What you are asked to do
Set down, in full, every record in the block.

+++ Dataset content

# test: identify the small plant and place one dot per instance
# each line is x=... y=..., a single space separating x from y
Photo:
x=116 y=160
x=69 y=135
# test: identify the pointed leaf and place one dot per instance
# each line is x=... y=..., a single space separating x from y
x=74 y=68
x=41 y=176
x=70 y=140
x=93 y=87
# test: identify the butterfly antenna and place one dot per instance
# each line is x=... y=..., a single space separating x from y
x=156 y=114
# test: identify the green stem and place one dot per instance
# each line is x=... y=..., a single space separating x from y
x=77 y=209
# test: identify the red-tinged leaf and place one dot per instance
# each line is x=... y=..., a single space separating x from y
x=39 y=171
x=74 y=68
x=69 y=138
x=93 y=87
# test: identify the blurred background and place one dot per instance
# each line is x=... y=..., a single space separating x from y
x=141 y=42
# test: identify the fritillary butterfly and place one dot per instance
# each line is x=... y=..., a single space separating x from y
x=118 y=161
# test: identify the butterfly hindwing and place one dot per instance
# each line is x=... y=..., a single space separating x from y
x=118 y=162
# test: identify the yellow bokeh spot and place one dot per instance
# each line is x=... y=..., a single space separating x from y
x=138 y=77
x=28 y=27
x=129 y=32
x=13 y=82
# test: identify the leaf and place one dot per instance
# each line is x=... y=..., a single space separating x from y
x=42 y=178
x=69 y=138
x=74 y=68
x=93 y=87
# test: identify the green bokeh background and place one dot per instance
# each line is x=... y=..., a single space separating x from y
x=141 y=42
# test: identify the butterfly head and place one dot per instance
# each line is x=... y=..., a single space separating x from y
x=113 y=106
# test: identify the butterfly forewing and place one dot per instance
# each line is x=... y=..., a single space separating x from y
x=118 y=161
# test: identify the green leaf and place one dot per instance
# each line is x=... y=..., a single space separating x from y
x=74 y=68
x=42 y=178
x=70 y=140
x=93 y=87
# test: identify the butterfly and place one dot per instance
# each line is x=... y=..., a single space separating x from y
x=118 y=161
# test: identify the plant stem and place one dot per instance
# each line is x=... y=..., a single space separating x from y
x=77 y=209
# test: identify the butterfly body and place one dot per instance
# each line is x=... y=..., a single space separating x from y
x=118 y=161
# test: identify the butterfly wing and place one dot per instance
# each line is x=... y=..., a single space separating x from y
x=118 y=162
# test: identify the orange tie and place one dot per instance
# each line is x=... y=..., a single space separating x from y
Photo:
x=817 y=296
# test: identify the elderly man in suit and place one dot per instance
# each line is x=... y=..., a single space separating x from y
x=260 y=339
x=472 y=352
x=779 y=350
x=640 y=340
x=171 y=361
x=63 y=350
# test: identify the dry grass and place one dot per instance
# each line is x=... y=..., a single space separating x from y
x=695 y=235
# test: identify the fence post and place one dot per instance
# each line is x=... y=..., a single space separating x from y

++++++

Solution for this problem
# test: identify the small plant and place one dot per instance
# each line is x=... y=..., a single space separating x from y
Photo:
x=116 y=160
x=69 y=135
# test: identify the pointed leaf and place one dot per instance
# each line is x=... y=..., a single space separating x from y
x=74 y=68
x=41 y=176
x=70 y=140
x=93 y=87
# test: identify the butterfly antenna and place one dot per instance
# each line is x=... y=..., a single space separating x from y
x=156 y=114
# test: identify the green stem and place one dot per instance
# each line is x=... y=..., a single space separating x from y
x=77 y=209
# test: identify the red-tinged leaf and place one dot per instance
# each line is x=... y=..., a single space separating x from y
x=39 y=171
x=74 y=68
x=69 y=138
x=93 y=87
# test: identify the blurred background and place one dot per instance
# each line is x=... y=..., a single space separating x from y
x=141 y=42
# test: identify the fritillary butterfly and place one dot per instance
# each line is x=... y=..., a single space separating x from y
x=118 y=161
# test: identify the butterfly hindwing and place one dot per instance
# each line is x=... y=..., a single space separating x from y
x=118 y=162
# test: identify the yellow bokeh spot and place one dot per instance
# each line is x=... y=..., a single space separating x from y
x=138 y=77
x=28 y=27
x=129 y=32
x=13 y=82
# test: identify the leaf and place one dot per instance
# each line is x=... y=..., a single space separating x from y
x=42 y=178
x=69 y=138
x=74 y=68
x=93 y=87
# test: identify the green bokeh background and place one dot per instance
# each line is x=... y=..., a single space separating x from y
x=141 y=42
# test: identify the butterfly head and place one dot per instance
# each line is x=... y=..., a single space separating x from y
x=113 y=106
# test: identify the butterfly forewing and place one dot per instance
# each line is x=... y=..., a single space separating x from y
x=118 y=161
# test: identify the green leaf and place one dot per instance
# each line is x=... y=..., a single space separating x from y
x=74 y=68
x=42 y=178
x=70 y=140
x=93 y=87
# test: identify the butterfly and place one dot per instance
# each line is x=... y=..., a single space separating x from y
x=118 y=161
# test: identify the plant stem and place one dot per instance
# each line is x=... y=..., a single space separating x from y
x=77 y=209
# test: identify the butterfly body and place one dot per instance
# each line is x=... y=..., a single space separating x from y
x=118 y=161
# test: identify the butterfly wing and place one dot per instance
# each line is x=... y=..., a single space separating x from y
x=118 y=162
# test: identify the orange tie and place one dot per instance
# each line is x=... y=..., a single space separating x from y
Photo:
x=817 y=296
# test: identify the elderly man in suit and place one dot per instance
# each line is x=... y=..., a single space separating x from y
x=260 y=339
x=472 y=352
x=779 y=350
x=640 y=340
x=171 y=361
x=63 y=350
# test: identify the dry grass and place one dot per instance
# each line is x=... y=..., a single space separating x from y
x=695 y=235
# test: identify the fence post and place one dot per instance
# each line is x=... y=..., a single space separating x from y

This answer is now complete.